─── EXCERPT PROVIDED

# Inference for 🦜BirdCLEF with Lightning⚡Flash

**This is just inference version fo the original work: https://www.kaggle.com/jirkaborovec/birdclef-eda-baseline-flash-efficientnet**

See our story: [Best Practices to Rank on Kaggle Competition with PyTorch Lightning and Grid.ai Spot Instances](https://devblog.pytorchlightning.ai/best-practices-to-rank-on-kaggle-competition-with-pytorch-lightning-and-grid-ai-spot-instances-54aa5248aa8e)

**Clarification about the submission format: https://www.kaggle.com/c/birdclef-2022/discussion/308009**

In [None]:
!ls -l /kaggle/input/birdclef-2022

PATH_DATASET = "/kaggle/input/birdclef-2022"
PATH_CONVERTED = "/kaggle/input/birdclef-convert-spectrograms-noise-reduce"

In [None]:
import os
import pandas as pd
import matplotlib.pyplot as plt

# df_test = pd.read_csv(os.path.join(PATH_DATASET, "test.csv")).set_index("row_id")
# display(df_test)

──────
─── RECORD SET

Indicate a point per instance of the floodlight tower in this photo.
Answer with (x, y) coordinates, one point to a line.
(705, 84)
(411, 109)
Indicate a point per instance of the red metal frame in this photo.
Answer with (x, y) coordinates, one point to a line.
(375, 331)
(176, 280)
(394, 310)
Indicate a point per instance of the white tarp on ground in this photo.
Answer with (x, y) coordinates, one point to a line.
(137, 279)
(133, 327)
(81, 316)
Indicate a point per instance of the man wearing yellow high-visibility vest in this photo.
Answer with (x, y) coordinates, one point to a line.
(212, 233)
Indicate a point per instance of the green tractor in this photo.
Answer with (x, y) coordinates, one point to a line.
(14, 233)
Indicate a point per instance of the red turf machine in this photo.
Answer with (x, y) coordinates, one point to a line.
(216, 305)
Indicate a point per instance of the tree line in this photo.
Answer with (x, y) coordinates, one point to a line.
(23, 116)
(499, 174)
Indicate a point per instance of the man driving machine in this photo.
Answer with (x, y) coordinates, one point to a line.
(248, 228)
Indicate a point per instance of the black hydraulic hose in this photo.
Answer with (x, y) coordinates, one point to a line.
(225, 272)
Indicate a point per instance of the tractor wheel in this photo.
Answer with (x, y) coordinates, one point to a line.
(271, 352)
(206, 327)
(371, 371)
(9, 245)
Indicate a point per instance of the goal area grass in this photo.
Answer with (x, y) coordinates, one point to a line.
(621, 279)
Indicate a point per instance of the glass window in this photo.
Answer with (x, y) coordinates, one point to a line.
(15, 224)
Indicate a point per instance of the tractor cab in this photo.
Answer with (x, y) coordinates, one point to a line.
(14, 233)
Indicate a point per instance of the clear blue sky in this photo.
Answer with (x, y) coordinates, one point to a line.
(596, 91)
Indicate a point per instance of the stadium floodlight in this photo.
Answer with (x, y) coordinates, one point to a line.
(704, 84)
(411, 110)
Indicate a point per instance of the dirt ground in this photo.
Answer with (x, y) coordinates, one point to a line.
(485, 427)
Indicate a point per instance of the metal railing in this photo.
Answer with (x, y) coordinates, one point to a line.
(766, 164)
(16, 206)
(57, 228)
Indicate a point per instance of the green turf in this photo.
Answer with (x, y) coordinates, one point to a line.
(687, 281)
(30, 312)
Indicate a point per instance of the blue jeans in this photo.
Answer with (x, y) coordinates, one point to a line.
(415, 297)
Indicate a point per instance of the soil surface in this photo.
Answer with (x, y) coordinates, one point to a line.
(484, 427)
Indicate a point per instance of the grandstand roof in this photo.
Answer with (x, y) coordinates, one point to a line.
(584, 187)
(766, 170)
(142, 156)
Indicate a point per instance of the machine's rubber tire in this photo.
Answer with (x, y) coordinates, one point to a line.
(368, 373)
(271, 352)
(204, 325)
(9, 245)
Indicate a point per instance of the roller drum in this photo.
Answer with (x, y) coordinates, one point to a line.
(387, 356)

──────
─── RECORD SET

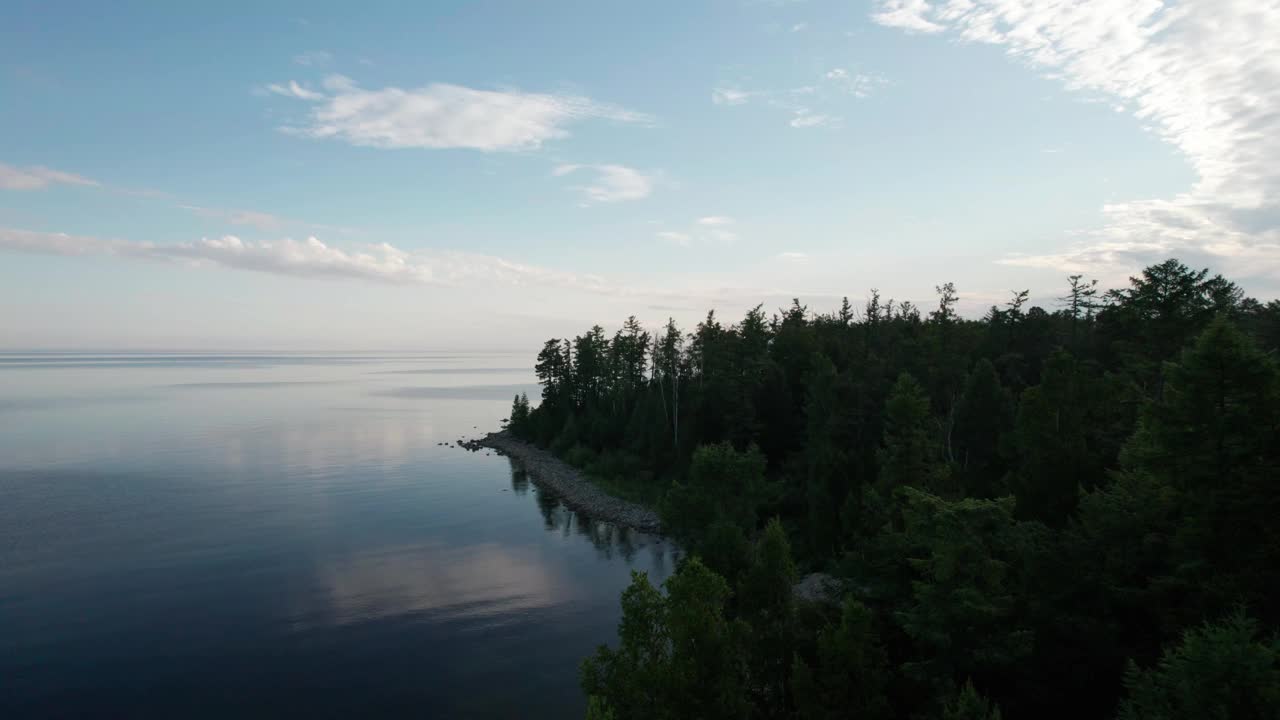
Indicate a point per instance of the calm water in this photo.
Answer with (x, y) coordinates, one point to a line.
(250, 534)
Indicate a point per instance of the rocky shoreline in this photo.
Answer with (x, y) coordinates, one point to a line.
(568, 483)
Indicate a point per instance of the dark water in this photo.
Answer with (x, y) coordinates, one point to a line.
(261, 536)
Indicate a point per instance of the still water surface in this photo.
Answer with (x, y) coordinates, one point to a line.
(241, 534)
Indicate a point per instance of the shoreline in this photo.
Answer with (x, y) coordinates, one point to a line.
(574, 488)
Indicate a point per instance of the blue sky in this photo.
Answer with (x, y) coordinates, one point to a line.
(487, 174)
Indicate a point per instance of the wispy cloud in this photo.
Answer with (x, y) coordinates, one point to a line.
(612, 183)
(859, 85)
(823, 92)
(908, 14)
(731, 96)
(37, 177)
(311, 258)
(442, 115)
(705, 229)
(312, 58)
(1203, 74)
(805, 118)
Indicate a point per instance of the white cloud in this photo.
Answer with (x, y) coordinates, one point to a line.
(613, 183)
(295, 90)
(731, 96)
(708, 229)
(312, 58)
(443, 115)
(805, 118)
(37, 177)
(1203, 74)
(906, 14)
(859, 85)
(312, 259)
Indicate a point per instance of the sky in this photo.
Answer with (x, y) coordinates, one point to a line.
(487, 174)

──────

BRIEF:
Answer these about the BirdCLEF inference notebook above:
(a) What path is assigned to PATH_CONVERTED?
(b) What is imported under the name plt?
(c) Which CSV file does the commented-out line try to read?

OUTPUT:
(a) "/kaggle/input/birdclef-convert-spectrograms-noise-reduce"
(b) matplotlib.pyplot
(c) test.csv